**Problem requirements:** Pick out every line in the rows below that contains the word "white" and copy each of those lines.

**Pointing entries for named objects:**
+ + + + + + +
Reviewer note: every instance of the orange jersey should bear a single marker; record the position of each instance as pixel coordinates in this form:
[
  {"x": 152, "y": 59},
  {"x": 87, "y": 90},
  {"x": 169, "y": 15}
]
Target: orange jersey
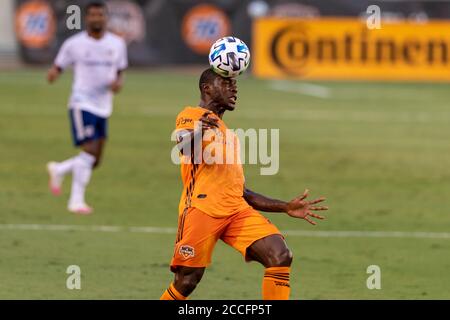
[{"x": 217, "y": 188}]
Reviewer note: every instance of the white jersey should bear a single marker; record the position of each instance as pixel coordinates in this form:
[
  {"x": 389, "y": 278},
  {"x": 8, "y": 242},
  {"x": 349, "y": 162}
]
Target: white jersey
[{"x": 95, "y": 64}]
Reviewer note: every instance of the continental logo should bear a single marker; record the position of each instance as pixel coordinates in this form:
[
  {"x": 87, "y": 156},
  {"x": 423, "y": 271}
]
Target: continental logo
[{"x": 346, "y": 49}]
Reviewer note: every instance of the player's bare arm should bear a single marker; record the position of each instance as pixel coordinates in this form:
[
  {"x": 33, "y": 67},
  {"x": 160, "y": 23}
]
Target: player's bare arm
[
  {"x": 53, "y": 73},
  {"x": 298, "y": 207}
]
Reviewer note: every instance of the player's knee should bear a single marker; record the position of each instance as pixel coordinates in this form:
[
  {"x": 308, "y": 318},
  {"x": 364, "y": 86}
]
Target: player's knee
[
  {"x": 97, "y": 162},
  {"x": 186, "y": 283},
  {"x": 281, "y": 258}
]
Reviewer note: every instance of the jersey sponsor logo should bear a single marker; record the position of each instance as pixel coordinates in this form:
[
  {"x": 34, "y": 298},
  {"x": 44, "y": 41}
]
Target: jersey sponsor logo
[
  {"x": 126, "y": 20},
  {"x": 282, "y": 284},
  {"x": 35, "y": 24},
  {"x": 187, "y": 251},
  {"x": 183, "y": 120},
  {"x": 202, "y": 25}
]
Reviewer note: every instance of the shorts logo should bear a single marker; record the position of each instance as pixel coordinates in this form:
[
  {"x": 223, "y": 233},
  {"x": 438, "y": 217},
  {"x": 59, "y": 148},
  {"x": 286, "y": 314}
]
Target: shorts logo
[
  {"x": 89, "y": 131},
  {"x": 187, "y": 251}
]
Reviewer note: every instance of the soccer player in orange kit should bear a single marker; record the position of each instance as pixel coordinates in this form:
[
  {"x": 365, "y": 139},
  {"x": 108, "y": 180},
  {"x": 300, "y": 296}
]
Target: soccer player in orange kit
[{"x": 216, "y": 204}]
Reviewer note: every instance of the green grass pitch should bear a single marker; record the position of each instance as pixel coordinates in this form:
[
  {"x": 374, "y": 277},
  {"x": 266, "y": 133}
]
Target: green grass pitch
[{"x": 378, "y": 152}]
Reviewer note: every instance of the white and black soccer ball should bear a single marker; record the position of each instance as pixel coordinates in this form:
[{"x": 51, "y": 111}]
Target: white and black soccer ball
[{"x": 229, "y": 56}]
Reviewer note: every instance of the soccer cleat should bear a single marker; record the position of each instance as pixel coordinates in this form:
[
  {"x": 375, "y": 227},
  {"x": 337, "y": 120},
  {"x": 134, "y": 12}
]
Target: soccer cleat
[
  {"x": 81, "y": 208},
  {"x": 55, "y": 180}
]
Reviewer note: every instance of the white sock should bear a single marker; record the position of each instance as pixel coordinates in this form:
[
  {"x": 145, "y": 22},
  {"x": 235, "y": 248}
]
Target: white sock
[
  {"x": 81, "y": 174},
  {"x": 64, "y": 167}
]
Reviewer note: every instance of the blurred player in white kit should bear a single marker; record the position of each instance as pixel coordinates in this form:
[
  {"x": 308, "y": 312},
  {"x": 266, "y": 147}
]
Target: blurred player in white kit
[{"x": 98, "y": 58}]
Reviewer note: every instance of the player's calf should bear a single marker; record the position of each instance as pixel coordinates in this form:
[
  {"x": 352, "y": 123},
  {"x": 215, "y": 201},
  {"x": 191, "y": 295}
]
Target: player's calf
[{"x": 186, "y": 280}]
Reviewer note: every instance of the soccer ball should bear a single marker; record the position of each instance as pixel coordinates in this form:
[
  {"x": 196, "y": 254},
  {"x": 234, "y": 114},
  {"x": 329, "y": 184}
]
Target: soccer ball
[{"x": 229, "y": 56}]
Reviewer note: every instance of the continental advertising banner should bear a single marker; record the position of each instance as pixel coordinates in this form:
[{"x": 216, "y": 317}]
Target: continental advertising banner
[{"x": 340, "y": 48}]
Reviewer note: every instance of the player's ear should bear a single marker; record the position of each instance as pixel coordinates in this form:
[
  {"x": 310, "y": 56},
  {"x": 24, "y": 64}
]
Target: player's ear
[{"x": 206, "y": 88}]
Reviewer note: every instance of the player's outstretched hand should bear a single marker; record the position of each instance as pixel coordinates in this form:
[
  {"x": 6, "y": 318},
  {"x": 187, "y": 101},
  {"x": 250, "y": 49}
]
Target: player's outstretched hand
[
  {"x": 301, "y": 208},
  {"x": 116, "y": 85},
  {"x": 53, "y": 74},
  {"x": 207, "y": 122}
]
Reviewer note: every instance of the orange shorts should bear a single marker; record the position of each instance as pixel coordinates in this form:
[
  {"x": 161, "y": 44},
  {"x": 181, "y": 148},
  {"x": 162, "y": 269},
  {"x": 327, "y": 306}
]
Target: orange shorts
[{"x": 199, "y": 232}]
+ + + + + + +
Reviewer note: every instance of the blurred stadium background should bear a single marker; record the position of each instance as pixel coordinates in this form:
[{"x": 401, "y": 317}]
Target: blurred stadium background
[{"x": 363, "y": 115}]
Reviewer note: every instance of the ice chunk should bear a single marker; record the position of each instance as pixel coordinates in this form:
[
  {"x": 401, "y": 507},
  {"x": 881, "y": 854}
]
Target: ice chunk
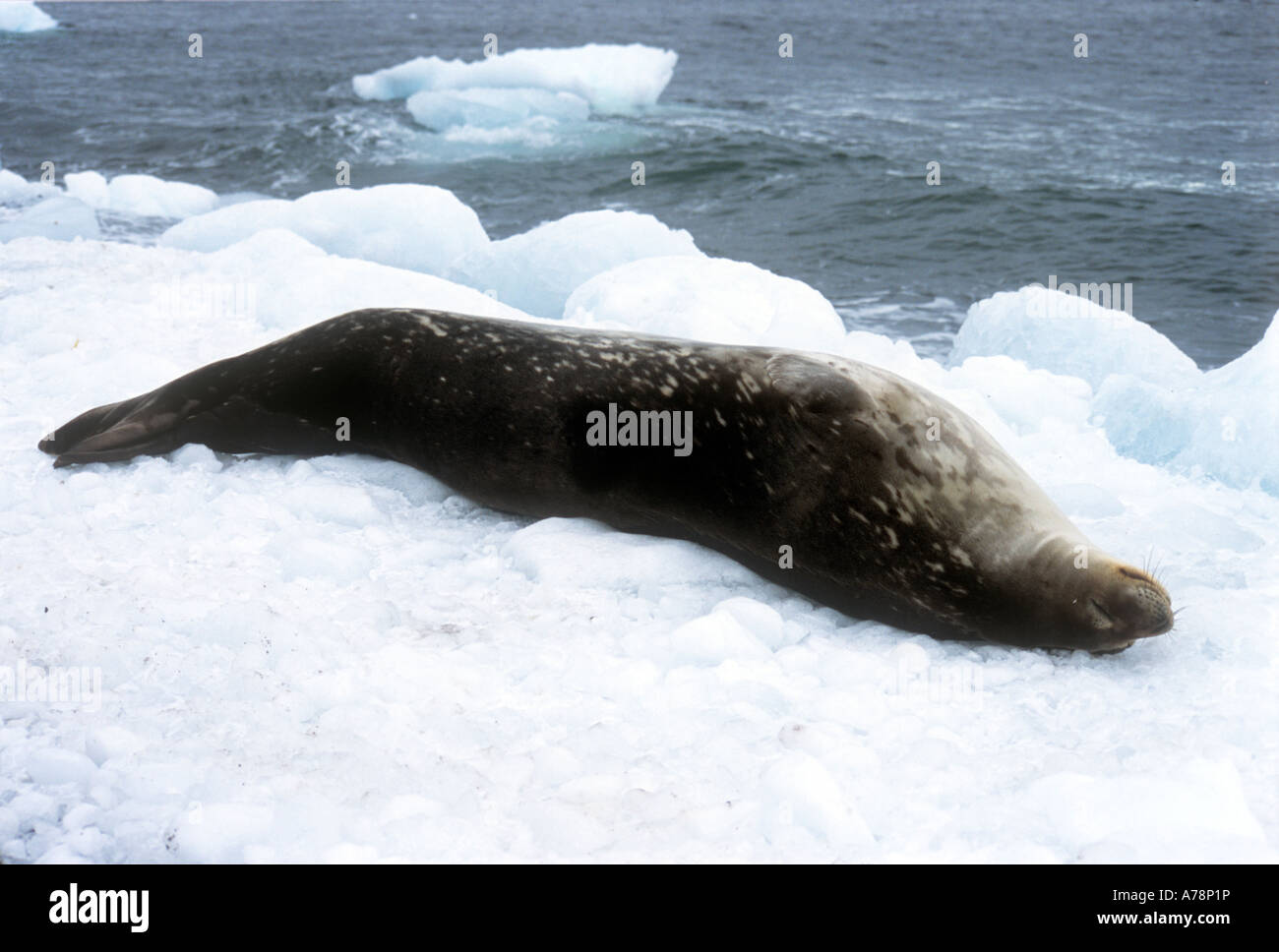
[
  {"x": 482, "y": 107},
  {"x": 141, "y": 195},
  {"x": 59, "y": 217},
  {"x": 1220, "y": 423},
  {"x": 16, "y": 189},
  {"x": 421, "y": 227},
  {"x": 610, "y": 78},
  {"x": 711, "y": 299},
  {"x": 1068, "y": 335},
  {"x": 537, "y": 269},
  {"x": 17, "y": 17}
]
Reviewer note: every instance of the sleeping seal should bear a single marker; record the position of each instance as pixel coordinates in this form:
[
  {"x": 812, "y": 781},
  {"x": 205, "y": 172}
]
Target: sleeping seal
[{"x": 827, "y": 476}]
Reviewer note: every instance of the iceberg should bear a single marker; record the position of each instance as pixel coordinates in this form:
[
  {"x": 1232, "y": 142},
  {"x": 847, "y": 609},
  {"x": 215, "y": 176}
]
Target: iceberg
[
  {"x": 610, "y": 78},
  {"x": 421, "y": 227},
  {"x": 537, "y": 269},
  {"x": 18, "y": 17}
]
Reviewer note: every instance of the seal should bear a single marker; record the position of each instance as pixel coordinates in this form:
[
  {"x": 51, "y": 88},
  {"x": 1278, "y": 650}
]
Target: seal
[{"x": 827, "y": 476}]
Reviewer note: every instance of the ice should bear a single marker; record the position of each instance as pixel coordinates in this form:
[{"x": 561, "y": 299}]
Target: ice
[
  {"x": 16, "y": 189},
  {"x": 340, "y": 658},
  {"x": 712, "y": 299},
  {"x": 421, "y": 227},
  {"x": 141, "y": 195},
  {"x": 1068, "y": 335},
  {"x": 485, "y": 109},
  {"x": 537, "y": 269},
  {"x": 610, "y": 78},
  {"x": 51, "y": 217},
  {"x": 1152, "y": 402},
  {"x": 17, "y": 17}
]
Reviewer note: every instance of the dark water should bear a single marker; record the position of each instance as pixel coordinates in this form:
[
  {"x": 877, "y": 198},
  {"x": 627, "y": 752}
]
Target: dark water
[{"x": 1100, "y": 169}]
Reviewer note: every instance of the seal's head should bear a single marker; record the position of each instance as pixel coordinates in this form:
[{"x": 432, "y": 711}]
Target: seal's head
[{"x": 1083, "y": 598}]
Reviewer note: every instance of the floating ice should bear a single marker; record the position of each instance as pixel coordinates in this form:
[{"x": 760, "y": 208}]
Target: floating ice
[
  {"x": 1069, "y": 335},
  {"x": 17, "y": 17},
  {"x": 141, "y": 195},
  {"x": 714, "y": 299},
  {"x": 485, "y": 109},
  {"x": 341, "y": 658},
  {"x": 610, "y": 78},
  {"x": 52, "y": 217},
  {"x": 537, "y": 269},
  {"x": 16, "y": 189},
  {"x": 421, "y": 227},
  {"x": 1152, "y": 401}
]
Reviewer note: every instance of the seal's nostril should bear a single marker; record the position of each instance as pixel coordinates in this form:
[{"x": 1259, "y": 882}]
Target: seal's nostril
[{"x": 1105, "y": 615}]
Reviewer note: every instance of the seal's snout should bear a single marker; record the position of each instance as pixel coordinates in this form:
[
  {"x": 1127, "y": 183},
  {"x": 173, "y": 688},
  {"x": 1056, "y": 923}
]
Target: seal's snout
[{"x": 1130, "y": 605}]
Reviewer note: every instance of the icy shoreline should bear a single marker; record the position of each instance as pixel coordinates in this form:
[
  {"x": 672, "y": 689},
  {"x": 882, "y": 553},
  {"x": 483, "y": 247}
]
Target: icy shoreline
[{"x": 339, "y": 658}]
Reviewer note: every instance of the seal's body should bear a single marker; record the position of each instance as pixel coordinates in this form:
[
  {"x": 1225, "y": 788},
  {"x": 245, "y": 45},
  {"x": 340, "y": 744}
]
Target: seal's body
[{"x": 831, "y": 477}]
+ + + + + + +
**Answer:**
Reviewer note: every instance of the white jersey should bear a single marker; record the position of each instance as pixel coordinates in this form:
Target: white jersey
Reviewer note: every instance of the white and black soccer ball should bear a single marker; record the position of each instance as pixel coordinates in this form:
Target: white and black soccer ball
Reviewer note: every instance of the white sock should bear a single marker; record the position of each instance as pixel coordinates in this form:
Target: white sock
Reviewer note: every instance of the blurred player in white kit should bear a single marker; record the position of each instance as pixel coordinates in this form:
Target: blurred player in white kit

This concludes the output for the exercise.